(Extract)
I'm not a celebrity chaser. Most of the time I don't care what the rich and famous are up to. I rarely get emotional about the passing of people I don't know or never met. I may be surprised by the death of a notable person; this is usually because I've not paid attention to their status, didn't know they were ailing, or was unaware of whatever issue brought them down. There are exceptions, of course. Like millions of us, I know where I was and what I was doing when I heard President Kennedy was shot, when Princess Di died, and a few others. Mostly, though, when I hear of the death of someone famous I'll think, “Who?”, or “Oh, I didn't realize she was still alive.”

Sad Mac

Naturally, my reaction may be different when I learn of the passing of someone who's left a mark on my life. The death of an actor, musician, artist, or author whose work I've particularly enjoyed may result in a few moments of introspection. Peter Sellers, John Lennon, Galen Rowell, Arthur C. Clarke; I'll think about their work, perhaps remember a book or movie or perhaps a live concert. I'll no doubt feel a little sad that there will be no more such work.

Very rarely, the loss of one of these people will have a greater affect; the death of Steve Jobs on 5 October, 2011, was one of those cases. The print and on-line media were full of praise, quotes, cartoons, Jobs interviews, brief biographies, timelines, ad nauseam, so I won't repeat any of that here. This article isn't about Jobs's life; it's about Jobs's impact on the lives of millions, and in particular, mine.

Insanely Great?
(End Extract)
(Given records)
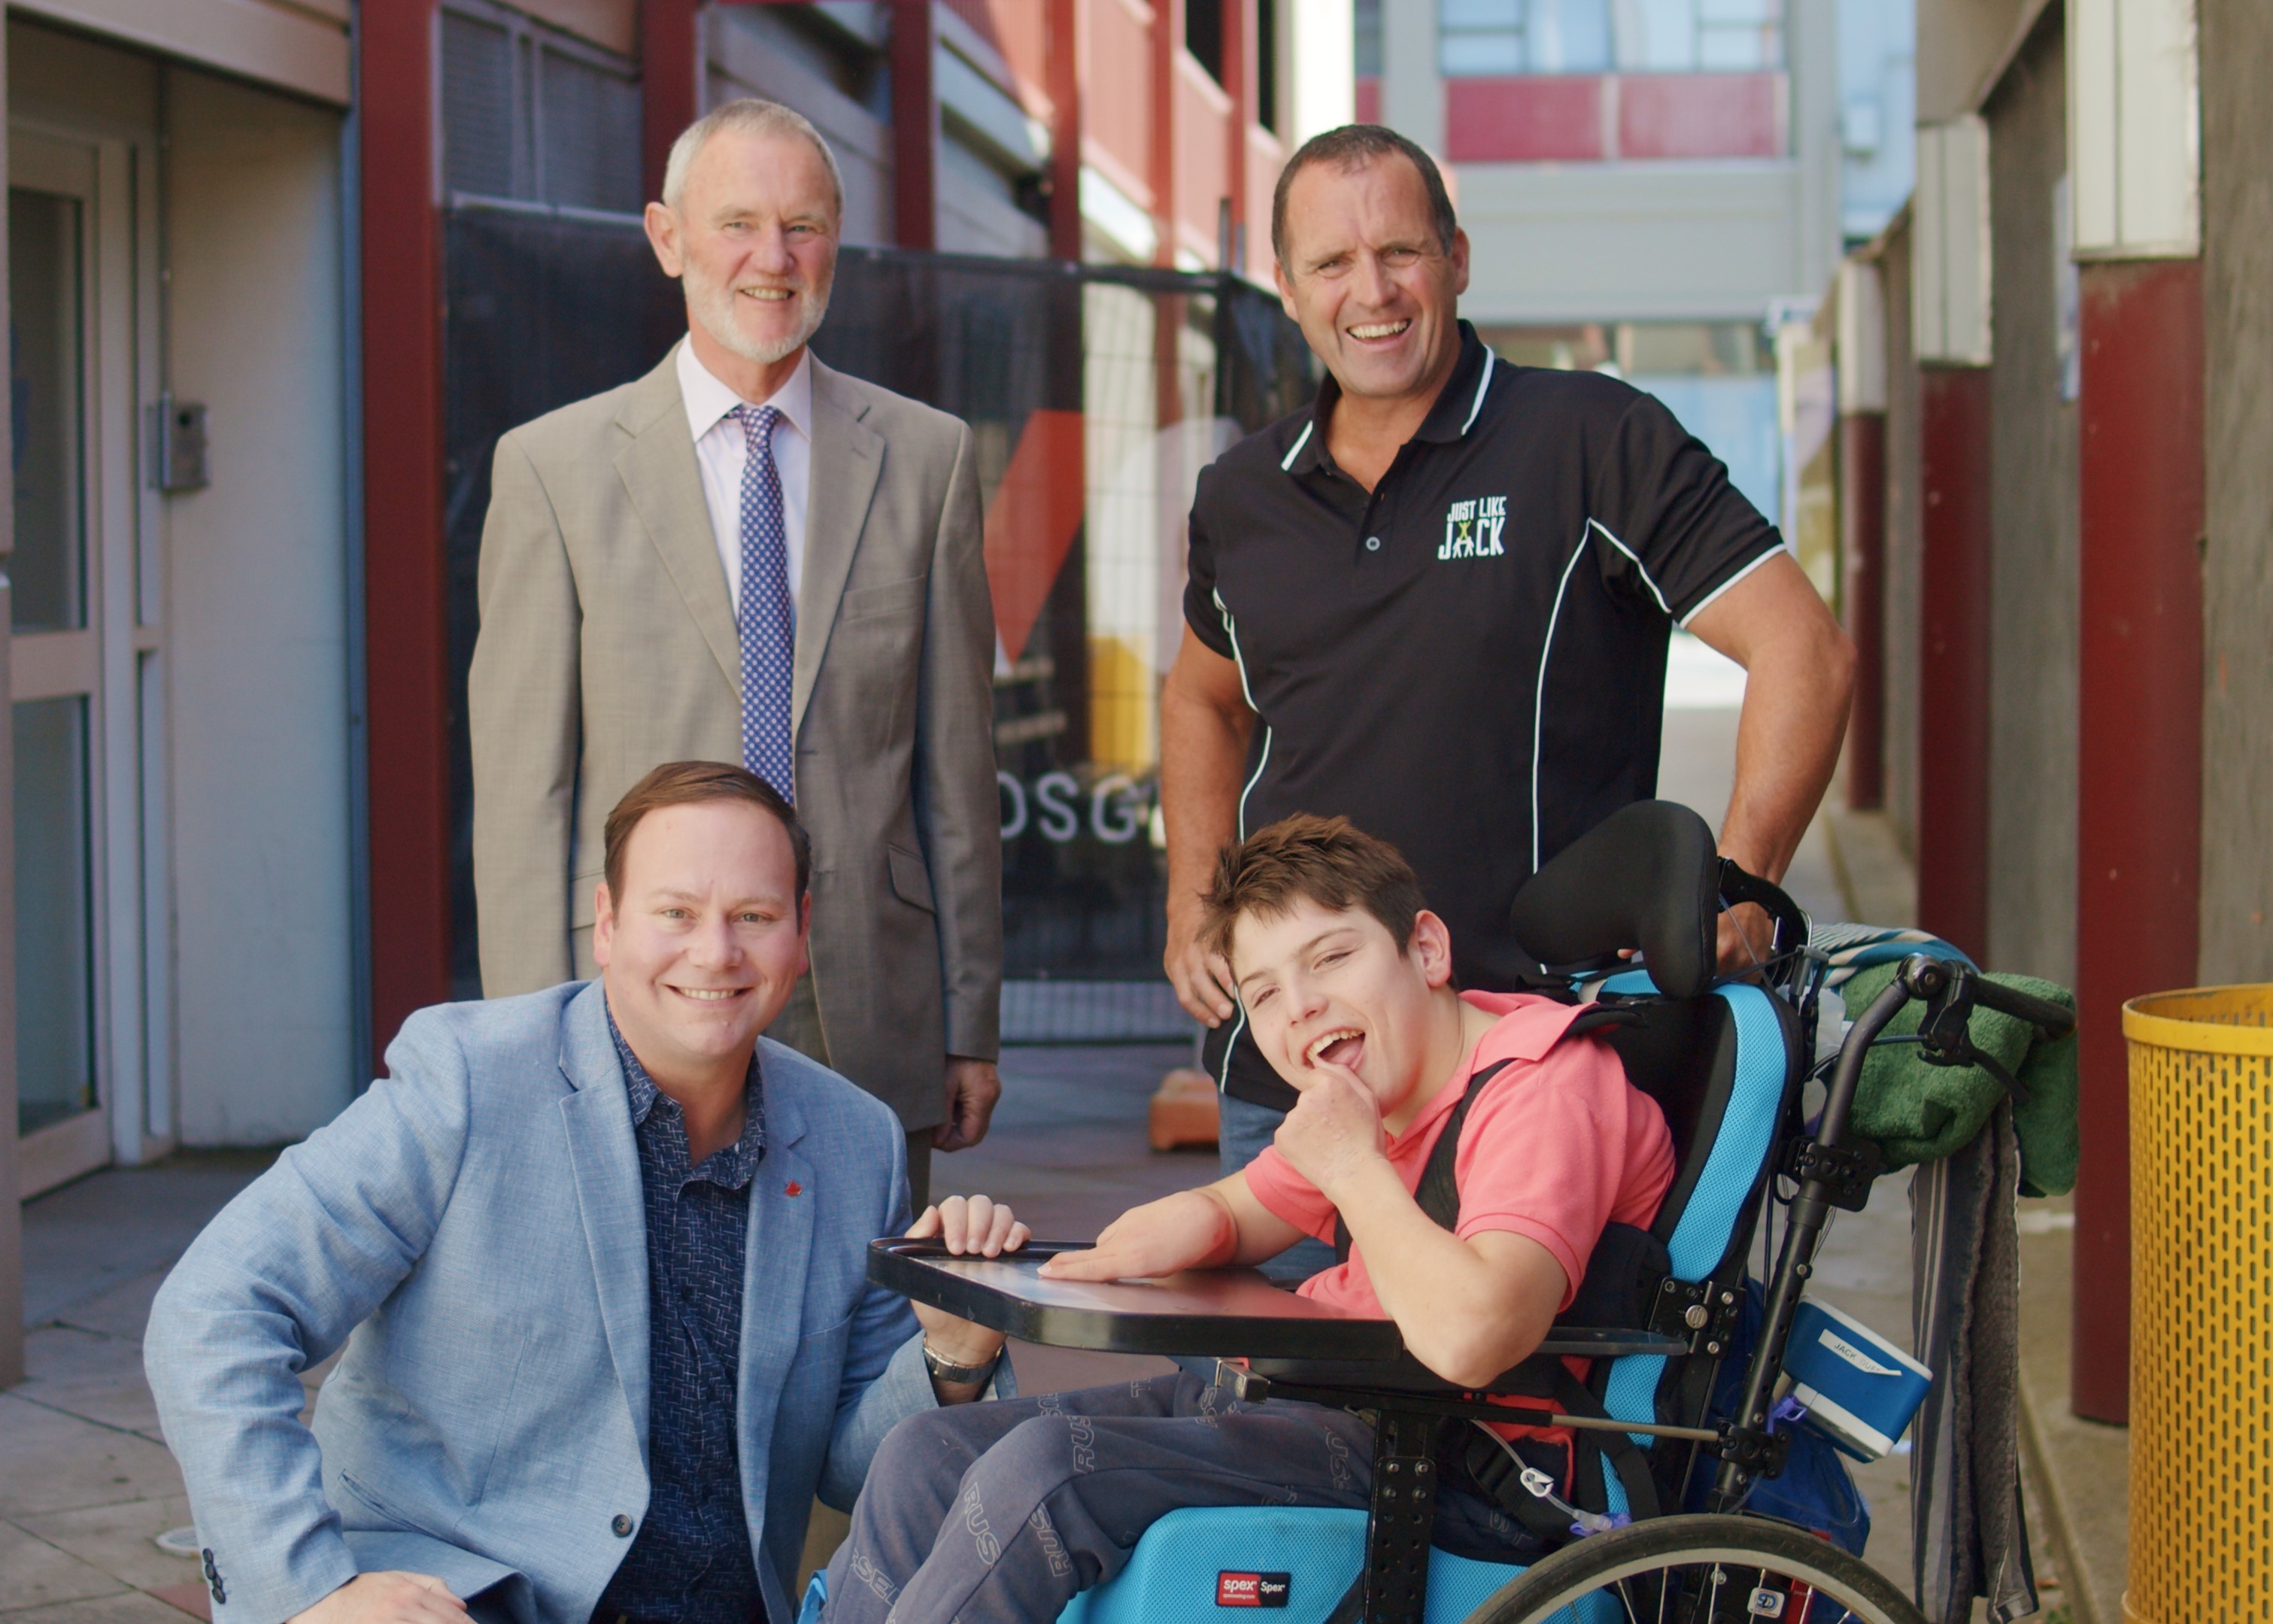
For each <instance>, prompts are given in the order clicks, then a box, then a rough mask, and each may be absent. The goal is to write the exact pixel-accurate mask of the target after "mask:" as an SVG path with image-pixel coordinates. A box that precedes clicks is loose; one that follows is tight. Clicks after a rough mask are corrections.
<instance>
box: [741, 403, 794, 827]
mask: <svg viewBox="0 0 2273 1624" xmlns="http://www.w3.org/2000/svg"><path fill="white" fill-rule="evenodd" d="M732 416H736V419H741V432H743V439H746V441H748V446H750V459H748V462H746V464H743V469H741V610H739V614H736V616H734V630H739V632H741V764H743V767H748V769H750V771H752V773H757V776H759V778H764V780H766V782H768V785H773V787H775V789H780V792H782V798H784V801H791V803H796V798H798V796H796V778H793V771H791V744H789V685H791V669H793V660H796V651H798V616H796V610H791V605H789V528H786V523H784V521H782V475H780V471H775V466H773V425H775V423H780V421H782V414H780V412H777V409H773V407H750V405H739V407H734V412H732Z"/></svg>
(End Given records)
(Given records)
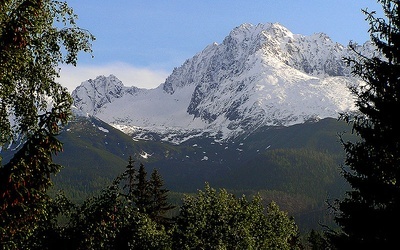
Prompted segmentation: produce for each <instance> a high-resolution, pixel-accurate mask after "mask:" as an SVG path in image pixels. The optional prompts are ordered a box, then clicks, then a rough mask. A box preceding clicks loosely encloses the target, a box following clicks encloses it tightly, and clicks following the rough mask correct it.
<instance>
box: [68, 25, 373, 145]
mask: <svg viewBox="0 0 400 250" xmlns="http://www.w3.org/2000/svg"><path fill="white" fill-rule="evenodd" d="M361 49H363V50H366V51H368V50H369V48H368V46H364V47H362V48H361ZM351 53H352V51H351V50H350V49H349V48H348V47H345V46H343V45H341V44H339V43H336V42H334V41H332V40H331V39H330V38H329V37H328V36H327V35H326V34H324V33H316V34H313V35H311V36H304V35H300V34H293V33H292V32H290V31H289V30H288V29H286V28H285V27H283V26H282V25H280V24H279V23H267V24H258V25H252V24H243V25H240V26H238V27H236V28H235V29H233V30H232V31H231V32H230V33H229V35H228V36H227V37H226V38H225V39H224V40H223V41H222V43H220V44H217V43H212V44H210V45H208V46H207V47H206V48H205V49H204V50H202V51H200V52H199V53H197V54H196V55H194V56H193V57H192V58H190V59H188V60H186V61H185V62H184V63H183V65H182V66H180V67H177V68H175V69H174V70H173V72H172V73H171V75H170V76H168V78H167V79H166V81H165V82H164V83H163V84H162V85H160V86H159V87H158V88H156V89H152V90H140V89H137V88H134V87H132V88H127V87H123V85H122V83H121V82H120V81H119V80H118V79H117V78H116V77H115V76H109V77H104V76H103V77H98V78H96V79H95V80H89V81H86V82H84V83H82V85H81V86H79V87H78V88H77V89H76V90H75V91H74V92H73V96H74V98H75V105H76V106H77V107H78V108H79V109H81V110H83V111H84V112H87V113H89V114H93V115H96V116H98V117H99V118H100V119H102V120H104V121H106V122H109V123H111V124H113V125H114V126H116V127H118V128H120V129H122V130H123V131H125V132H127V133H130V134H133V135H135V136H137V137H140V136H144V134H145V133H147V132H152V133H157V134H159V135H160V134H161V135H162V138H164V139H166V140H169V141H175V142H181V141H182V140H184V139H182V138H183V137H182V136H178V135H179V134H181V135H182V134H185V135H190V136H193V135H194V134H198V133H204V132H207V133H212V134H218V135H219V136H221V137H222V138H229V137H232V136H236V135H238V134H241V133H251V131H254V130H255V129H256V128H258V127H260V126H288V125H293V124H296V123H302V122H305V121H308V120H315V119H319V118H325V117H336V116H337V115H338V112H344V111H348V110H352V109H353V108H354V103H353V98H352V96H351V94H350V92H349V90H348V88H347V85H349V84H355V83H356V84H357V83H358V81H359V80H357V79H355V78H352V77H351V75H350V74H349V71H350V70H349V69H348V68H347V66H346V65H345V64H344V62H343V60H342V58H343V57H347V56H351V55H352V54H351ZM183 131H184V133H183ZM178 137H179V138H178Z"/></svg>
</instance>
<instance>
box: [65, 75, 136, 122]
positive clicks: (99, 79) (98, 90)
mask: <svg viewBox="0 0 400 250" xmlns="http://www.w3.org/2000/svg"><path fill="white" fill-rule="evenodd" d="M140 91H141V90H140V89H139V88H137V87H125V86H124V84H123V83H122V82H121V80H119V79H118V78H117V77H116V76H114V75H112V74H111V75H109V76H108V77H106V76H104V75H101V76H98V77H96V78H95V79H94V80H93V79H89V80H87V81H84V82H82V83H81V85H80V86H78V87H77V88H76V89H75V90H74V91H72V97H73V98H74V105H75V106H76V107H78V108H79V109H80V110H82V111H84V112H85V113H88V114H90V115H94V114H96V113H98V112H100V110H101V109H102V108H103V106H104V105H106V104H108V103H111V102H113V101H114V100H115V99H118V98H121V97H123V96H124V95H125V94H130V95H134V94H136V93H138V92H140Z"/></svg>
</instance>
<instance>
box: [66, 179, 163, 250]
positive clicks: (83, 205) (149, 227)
(End Given records)
(Given records)
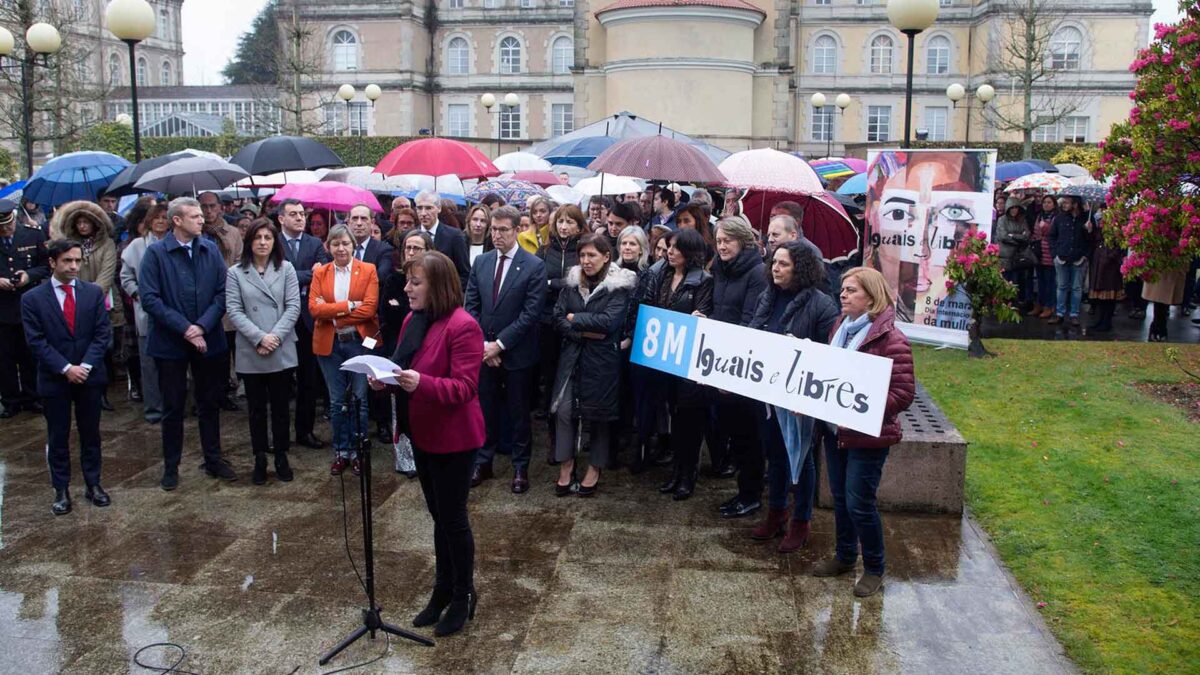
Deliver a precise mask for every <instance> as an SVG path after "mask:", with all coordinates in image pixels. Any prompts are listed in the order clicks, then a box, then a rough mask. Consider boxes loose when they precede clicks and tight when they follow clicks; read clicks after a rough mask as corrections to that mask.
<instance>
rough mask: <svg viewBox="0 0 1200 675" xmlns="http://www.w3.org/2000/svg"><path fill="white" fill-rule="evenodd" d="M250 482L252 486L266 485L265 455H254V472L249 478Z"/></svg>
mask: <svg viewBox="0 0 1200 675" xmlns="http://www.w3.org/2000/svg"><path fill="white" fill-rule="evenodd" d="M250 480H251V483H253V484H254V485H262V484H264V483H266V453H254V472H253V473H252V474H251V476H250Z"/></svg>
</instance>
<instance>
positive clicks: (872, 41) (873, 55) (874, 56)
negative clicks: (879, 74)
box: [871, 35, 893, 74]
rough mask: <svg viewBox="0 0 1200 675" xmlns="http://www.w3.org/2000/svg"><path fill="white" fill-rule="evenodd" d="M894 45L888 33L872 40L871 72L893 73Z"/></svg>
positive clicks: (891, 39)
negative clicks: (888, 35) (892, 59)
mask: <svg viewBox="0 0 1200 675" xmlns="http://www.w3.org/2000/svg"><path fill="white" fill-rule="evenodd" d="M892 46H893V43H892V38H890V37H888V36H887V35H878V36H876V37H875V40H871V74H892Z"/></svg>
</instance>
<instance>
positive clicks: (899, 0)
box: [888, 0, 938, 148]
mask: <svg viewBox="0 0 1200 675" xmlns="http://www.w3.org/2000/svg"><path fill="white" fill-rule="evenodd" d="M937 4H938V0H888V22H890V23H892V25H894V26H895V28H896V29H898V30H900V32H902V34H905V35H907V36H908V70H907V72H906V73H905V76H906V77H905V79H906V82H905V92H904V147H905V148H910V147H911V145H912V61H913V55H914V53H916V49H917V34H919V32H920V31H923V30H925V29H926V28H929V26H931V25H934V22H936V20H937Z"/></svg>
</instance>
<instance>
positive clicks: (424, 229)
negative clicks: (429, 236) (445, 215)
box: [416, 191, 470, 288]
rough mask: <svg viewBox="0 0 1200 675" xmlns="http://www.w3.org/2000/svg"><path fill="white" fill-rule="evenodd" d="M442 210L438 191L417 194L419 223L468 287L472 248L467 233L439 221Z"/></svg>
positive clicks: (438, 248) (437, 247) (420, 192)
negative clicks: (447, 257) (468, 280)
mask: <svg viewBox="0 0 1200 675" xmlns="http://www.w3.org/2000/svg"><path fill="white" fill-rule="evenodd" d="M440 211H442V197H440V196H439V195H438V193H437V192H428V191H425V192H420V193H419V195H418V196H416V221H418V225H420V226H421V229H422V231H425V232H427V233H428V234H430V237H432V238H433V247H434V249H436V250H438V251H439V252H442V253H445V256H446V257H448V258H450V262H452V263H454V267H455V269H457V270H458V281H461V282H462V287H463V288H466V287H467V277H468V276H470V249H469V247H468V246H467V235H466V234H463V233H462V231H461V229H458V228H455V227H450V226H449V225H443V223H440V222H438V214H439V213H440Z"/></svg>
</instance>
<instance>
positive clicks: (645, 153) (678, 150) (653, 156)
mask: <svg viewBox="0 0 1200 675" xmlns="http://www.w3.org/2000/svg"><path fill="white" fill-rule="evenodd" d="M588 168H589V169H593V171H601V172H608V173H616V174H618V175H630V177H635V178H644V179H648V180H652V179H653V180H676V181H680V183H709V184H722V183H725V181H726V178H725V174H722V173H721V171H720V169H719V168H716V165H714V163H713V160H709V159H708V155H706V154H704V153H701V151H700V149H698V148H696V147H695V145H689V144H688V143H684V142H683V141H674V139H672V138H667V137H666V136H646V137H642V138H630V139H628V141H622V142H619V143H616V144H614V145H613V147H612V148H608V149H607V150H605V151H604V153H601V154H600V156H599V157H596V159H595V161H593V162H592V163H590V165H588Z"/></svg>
(End Given records)
== Problem set ==
A: In the article about Steve Jobs's death, on what date did Jobs die?
B: Which artists does the article about Steve Jobs's death name as people whose deaths led the writer to think back on their work?
C: Write the next part of the article on Steve Jobs's impact, picking up after the heading "Insanely Great?"

== Responses ==
A: 5 October, 2011

B: Peter Sellers, John Lennon, Galen Rowell, Arthur C. Clarke

C:
I got my first Macintosh, an SE with internal hard drive, in 1988. This was three years after Jobs had been booted out of Apple. My wife, Pat, and I both used Macs and Apple LaserWriter printers at work, so the choice made sense. The SE was small, reasonably portable, came equipped with a suite of useful programs, was great-looking, and was very easy to use. With it I wrote the software that would help run the business Pat would start later that year. In 1991 I bought a Mac IIsi. The press was highly critical of the IIsi, but it worked well for me. With it I did technical writing, wrote software, and did graphic design for clients for several years.

In 1996 I got a job working for a small tech company in Ohio. (Later that year Jobs returned to Apple and began its transformation into the company it is today). I worked there for over 12 years, becoming the Engineering Manager, and later the Software Quality Assurance Manager. I was hired because I had experience as a Macintosh user and programmer; the company had several peripheral products for the Mac, but had no one on staff with any Mac experience. When I was hired they had a single, much abused Mac Classic, used for testing all of their Mac products.

While many people at Apple had a hand in the creation of these machines, I believe it was Jobs's vision and marketing savvy that led to their development and to the quality of the experience of using them. Without Jobs there may have been an Apple Computer (now Apple, Inc.), and there may have been something like the Mac. But it's certain we got the products we did from Apple because of Jobs's drive, attention to detail, and knowledge of what we wanted, whether we knew it or not. It's because of Jobs these products were great looking, capable, highly integrated (that is, they didn't behave like collections of hardware and software invented on different planets), easy to use, and built to last.

Jobs called the universe of Mac products "Insanely great." I never did, but I loved using them, and made a good living with them in my toolbox.

That's not to say there weren't problems, that some Apple products weren't flops. But Jobs had a remarkable ratio of successes to failures; he did things no one else would have done, in a way no one else would have done them. Apple's successes changed the world.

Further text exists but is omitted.